Task objective — Arrange every one of the rows below as a numbered list, omitting blank lines and leaving the pictures out of your answer.

Data drawn from a collection:
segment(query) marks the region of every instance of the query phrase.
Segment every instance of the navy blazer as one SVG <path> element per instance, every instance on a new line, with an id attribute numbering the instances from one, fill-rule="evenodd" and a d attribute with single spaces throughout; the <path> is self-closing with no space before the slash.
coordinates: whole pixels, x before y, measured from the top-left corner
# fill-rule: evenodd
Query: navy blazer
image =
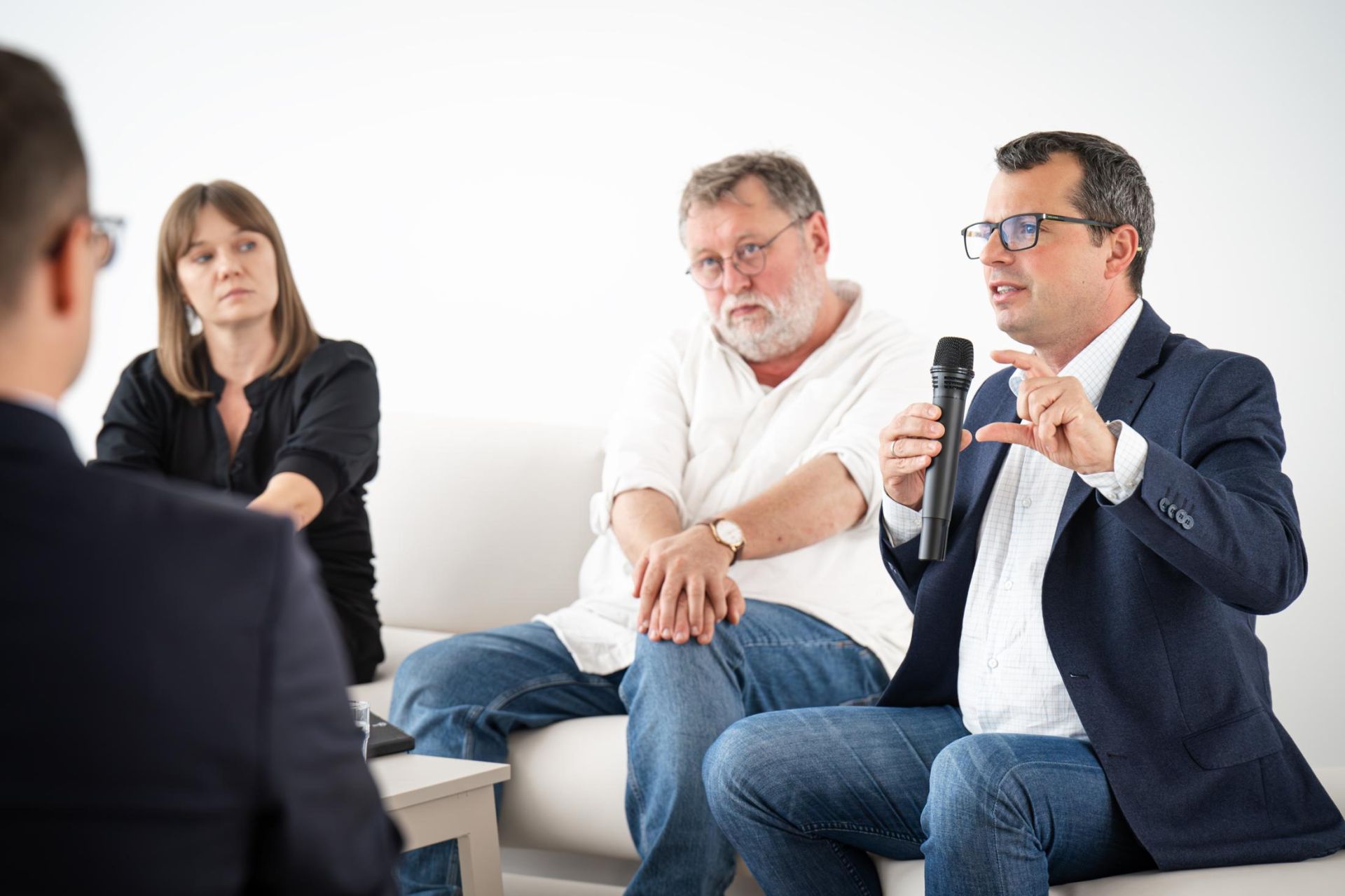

Task response —
1. segment(query) marks the region of every instance of the query phrase.
2. Segment every instance of the navy blazer as one SVG <path> element per instance, every instance on a new line, with an id attribute numbering the instances from one, fill-rule="evenodd" and a d attribute with single spaces throughout; the <path> is self-closing with no space before the slash.
3. coordinates: whole pixels, x before y, measured from the top-left corner
4. # fill-rule: evenodd
5. Query: navy blazer
6. image =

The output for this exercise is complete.